Start of Text

When they come in contact with specialised TLR4 receptors at the surface of 'sentinel' immune cells, chemicals are released that recruit other immune cells, inducing swelling, tissue injury and eventual lyses and clearance of the bacteria" (My bolding).

 

.....Hopefully, and only if the immune system is competent. Otherwise I think we end up with continuing recruitment of incompetent (unable to properly lyse bacteria) immune cells, and continuing stimulation of the immune system (ie, TLR4) because the bacteria are not being lysed; increasing pain and inflammation.

 

Steroids decrease pain/inflammation but the underlying cause (in our case gram negative bacteria/LPS) will remain if the infection is not properly addressed.

 

DD's PANS symptoms were caused by the gram negative bacteria Bartonella hensalae. Her pain and inflammation eventually decreased with bartonella treatment.

End of Text
Start of Dataset excerpts

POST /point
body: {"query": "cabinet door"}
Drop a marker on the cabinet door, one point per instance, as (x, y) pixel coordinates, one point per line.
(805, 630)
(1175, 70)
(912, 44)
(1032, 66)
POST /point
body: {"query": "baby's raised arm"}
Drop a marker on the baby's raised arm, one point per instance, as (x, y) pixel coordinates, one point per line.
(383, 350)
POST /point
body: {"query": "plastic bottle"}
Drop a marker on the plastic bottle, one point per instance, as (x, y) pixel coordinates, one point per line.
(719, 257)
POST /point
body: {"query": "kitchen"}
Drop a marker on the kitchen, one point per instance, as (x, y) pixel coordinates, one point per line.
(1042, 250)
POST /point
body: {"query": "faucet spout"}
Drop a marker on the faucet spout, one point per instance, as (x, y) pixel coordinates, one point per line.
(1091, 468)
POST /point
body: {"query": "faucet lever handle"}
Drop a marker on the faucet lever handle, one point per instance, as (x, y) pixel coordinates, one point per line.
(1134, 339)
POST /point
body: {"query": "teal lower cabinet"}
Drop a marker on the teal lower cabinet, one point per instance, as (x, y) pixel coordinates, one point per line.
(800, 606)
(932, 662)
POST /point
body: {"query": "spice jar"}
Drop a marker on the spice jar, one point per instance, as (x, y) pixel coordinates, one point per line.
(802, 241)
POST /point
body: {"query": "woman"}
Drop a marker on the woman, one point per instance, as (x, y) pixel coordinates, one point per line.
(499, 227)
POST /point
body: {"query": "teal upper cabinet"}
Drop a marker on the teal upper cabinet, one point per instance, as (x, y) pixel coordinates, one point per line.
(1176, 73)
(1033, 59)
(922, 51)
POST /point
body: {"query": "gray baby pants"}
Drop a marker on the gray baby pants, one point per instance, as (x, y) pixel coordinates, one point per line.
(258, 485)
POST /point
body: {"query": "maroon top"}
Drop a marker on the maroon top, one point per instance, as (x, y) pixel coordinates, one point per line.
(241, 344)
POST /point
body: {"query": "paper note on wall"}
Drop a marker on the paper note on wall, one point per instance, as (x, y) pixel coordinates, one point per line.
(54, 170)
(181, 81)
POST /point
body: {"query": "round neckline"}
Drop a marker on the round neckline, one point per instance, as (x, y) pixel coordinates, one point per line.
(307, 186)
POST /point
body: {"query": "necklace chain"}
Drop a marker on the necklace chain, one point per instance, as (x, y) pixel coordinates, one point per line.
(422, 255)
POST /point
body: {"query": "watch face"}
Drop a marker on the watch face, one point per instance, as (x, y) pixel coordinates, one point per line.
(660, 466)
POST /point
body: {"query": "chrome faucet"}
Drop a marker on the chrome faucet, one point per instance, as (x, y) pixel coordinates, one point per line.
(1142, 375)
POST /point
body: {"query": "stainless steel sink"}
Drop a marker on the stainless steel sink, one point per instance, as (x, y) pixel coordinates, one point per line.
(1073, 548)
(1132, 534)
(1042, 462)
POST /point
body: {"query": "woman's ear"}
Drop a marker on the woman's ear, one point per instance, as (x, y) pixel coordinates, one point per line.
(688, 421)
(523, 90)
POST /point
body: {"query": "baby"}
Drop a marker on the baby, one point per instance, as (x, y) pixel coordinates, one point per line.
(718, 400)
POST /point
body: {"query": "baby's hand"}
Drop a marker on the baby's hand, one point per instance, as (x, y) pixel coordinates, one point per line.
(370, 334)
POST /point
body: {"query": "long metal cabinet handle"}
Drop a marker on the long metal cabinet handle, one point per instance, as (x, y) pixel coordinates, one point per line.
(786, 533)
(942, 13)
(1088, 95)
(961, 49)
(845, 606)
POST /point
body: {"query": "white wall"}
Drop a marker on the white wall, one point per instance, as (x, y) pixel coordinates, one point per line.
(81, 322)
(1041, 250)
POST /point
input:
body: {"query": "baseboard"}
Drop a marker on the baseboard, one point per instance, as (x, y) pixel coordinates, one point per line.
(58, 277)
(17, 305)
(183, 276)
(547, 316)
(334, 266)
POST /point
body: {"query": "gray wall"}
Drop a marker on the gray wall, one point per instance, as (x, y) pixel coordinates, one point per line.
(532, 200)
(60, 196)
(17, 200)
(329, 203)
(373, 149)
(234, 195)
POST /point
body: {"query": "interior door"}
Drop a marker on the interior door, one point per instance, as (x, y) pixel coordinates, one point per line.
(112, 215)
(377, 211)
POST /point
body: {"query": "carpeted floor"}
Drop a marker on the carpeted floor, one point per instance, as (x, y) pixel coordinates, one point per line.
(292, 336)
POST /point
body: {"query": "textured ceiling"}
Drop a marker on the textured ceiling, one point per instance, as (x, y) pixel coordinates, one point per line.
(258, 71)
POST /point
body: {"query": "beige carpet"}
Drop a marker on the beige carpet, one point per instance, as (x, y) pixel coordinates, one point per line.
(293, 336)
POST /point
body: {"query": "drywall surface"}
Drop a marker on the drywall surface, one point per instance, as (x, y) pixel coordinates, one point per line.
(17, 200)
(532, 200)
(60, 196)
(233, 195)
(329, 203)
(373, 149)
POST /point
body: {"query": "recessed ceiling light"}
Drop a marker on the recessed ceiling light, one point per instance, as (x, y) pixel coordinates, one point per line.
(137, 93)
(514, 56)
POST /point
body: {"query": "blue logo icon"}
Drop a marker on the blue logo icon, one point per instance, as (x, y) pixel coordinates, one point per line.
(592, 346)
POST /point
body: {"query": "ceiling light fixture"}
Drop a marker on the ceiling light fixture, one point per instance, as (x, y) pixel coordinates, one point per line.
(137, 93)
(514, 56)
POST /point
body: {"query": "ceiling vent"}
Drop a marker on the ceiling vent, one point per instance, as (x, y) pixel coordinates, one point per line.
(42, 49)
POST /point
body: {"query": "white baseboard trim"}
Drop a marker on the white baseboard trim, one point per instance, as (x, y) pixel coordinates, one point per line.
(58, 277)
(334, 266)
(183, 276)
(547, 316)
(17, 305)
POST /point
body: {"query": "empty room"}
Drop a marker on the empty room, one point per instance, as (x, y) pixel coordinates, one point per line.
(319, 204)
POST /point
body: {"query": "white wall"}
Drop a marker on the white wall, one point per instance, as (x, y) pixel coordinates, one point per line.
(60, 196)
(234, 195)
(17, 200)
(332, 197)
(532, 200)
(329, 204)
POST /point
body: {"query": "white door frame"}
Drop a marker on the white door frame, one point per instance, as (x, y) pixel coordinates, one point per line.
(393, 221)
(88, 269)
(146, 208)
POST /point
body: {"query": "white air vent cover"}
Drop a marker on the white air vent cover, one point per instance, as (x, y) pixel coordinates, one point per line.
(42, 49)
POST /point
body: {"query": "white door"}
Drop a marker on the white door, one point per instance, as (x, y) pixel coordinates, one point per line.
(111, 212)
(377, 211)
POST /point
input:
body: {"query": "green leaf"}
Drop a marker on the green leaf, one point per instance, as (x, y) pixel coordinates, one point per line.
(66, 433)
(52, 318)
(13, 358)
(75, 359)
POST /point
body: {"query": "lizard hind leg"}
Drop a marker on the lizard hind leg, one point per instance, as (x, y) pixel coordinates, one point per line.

End of Dataset excerpts

Work instruction 1:
In the text on gram-negative bacteria and inflammation, what do steroids leave in place even as they decrease pain and inflammation?
Work instruction 2:
Go on with the post about gram-negative bacteria and inflammation, starting right after its final sentence.

Response box 1:
The underlying cause, which in this case is gram-negative bacteria/LPS, remains if the infection is not properly addressed.

Response box 2:
Heightened inflammation and pain produced by LPS resulting from from introduction or change in abx protocols (aka - herx) and can be expected with gram negative bacterial infection; and this certainly was true for us. We also found exacerbation with strep infections, but only in symptoms associated with bartonella die-off. My feeling is that strep probably served to further tie up DD's immune system, allowing bartonella to florish and the inflammation cascade to intensify.

 

Gram positive strep infections would not cause similar LPS reactions in TLR4, although the article does mention:

 

"TRPA1 proteins are already known to be a detector of multiple harmful compounds contained in smoke, mustard, wasabi and tobacco".

 

So are perhaps sensitive to the exotoxins produced by strep bacteria as well.